◆ Task prompt: Could you write out all of these entries again with "sample" swapped for "example" everywhere, leaving everything else unchanged?

◆ Object pointing dataset rows:
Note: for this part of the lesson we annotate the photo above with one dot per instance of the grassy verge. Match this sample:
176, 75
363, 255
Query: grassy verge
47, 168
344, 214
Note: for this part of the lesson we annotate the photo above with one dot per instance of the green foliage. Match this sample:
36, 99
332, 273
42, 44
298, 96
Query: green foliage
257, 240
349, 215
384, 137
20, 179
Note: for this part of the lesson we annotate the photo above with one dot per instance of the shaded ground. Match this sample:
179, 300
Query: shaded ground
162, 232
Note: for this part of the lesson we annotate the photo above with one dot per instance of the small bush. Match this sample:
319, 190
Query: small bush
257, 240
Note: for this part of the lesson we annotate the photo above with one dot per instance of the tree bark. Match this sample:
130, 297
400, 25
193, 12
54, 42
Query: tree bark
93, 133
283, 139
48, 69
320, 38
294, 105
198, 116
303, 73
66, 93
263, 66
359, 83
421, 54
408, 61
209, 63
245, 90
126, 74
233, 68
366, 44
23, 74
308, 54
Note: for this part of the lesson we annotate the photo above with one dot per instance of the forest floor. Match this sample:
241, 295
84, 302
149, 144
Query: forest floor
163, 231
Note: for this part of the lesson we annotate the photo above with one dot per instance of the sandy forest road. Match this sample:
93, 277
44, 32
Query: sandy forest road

◆ Final answer:
Note: for this part of the lesson we annotate the photo above with one dot per instance of the grassy verge. Match this example:
176, 75
363, 255
Query: grassy verge
47, 168
344, 214
Note: for this part of the lesson we annotate the photo above with one dot per instance of the green foliage. Match this example:
36, 99
332, 273
42, 44
298, 96
Query: green foliage
257, 240
349, 215
384, 137
20, 179
Note: for this part of the lesson we annotate the photo above with one dot per instance of the shaded ground. Match this example:
179, 300
Query: shaded ground
162, 232
Note: for this part of the lesson we annotate the photo above with one dot per instance of the small bush. Match this example:
319, 190
Query: small bush
257, 240
Note: for this part of the lesson we annotate the photo above with one dot per instance of the tree bark. Match this example:
130, 297
400, 25
193, 12
54, 42
Query: tree bark
93, 133
283, 139
48, 69
320, 38
294, 105
198, 116
303, 73
66, 93
263, 66
359, 83
421, 54
408, 61
209, 63
245, 90
126, 74
233, 68
366, 44
23, 74
308, 54
Note: for this part of the lesson we annotate the photo above with one dot per instance of the forest floor. Match this example:
241, 295
84, 302
149, 144
Query: forest floor
163, 231
Note: for this part of the lesson we annotate the photo above with one dot per instance of the sandy forest road. Match this example:
93, 277
44, 32
Query: sandy forest road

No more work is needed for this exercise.